-------- GIVEN TEXT

Let’s also not forget that I wore Pretty Plus sizes.  And I was being teased at school.

I distinctly remember eating dinner around our wooden, 1980’s style dinner table one night when the phone rang.  Stephen answered.

It was his mother.

Turns out, she hadn’t died in a car accident after all.  Huh.

And that, friends, was the beginning of the end on that one.

More stuff happened.  Stuff I may spill someday but not now.

Suffice it to say, the relationship ended when he started to sleep with the middle school art teacher. Sometimes our biggest blessings are wrapped up in a big sheet of sadness and despair.

And my mother.  My mother.  Bless her soul.  She was done.

I became emotional.  I was in fourth grade at this point and cried at the drop of a hat.  Sure, many fourth grade girls cry at the drop of a hat.  But this was constant.  This was an anxiety that caused me to cry when I missed an assignment at school.  When I forgot my lunch.  When my gym shoes had been left in my bedroom.

Stuff that wasn’t “cry-worthy” caused me to completely lose it.  In front of everyone.  So now I was the “fat girl” AND an emotional basket-case.

----------------

■ **TASKS AND EXERCISES**
a: In the passage, who answered the phone during dinner?
b: List every situation the passage names as making the narrator cry.
The rows are separate material with no connection to the passage.

-------- EXTRACTED ENTRIES

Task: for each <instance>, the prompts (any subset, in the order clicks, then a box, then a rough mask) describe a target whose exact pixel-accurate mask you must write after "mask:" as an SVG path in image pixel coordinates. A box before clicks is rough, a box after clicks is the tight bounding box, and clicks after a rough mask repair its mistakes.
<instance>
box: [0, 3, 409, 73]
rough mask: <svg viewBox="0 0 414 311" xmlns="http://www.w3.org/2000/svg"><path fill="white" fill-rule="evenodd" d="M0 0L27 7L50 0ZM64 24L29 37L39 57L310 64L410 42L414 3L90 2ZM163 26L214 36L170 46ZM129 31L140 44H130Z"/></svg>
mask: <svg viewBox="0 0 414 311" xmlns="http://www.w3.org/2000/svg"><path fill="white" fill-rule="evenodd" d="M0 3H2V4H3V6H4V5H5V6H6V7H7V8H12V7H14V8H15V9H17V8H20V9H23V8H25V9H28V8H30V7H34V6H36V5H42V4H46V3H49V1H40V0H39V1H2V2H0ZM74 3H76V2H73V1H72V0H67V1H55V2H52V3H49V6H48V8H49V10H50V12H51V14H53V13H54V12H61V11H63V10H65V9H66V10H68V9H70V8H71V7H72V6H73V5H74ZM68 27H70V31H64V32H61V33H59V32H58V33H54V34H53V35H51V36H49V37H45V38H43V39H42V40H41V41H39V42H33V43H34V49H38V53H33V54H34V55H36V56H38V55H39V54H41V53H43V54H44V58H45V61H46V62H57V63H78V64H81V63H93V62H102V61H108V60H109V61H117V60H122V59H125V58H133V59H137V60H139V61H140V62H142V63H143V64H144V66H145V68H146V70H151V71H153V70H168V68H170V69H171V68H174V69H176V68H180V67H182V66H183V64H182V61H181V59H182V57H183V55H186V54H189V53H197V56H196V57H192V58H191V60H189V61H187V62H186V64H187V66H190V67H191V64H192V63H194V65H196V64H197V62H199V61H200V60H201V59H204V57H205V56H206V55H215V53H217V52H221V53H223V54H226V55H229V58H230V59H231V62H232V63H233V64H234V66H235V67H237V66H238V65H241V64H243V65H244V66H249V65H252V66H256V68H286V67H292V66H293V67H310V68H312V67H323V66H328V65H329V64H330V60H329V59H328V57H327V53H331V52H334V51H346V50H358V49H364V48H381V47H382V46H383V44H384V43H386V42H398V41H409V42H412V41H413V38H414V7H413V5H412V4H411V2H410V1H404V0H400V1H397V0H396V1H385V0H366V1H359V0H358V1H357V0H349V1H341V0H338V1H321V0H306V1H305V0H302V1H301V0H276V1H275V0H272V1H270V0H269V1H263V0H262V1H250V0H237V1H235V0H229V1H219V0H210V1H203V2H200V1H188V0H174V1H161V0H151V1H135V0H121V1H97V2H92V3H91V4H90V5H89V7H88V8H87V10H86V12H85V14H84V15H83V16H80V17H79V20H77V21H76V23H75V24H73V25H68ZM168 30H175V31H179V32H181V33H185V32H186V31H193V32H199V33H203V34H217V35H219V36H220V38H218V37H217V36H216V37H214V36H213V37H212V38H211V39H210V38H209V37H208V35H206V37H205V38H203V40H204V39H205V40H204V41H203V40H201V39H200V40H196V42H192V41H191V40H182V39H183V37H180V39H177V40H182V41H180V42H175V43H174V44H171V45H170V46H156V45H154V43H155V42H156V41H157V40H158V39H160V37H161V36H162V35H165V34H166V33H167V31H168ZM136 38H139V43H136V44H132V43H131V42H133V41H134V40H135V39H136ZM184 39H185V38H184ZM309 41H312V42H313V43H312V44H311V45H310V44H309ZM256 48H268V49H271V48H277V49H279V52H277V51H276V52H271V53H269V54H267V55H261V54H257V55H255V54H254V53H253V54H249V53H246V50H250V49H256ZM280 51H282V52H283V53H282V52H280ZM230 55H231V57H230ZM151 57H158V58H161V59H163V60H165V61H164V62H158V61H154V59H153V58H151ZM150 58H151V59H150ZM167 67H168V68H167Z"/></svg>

----------------

■ **ANSWER SECTION**
a: Stephen

b:
- Missing an assignment at school
- Forgetting lunch
- Leaving gym shoes in the bedroom